The answer must be an exact copy of the records, with no pictures in it.
- Opening Delimiter -
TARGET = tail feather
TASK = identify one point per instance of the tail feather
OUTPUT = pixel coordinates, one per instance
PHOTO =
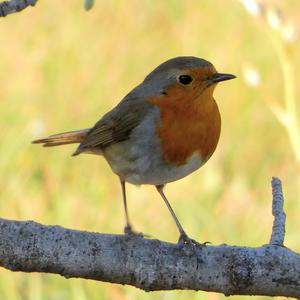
(70, 137)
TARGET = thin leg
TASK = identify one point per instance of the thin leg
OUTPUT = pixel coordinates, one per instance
(182, 232)
(127, 228)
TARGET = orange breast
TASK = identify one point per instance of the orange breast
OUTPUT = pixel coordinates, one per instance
(189, 124)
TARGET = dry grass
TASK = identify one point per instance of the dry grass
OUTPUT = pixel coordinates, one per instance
(61, 68)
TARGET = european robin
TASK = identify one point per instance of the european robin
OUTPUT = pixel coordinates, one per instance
(164, 129)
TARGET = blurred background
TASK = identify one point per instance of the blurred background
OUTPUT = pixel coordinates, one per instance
(62, 68)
- Closing Delimiter -
## Finished task
TARGET = tail feather
TASK = identify one point per instance of the tail feather
OUTPUT = pixel coordinates, one per instance
PHOTO =
(70, 137)
TARGET = thin leg
TASK = identify one point per instance of the thin leg
OUTPUT = pixel coordinates, one per instance
(182, 232)
(127, 228)
TARGET = orange breast
TASK = identify one point per instance of the orange breast
OUTPUT = pixel coordinates, one per instance
(189, 124)
TARGET = dry grass
TASK = identify one point per instance of the dry grass
OUTPUT = pixel coordinates, one per instance
(61, 68)
TARGET = european robin
TASK = identify one point per instance of the european robin
OUTPUT = pixel coordinates, one per instance
(164, 129)
TARGET = blurred background
TASK = identify one point per instance of the blurred background
OUTPUT = pixel coordinates, one per instance
(62, 68)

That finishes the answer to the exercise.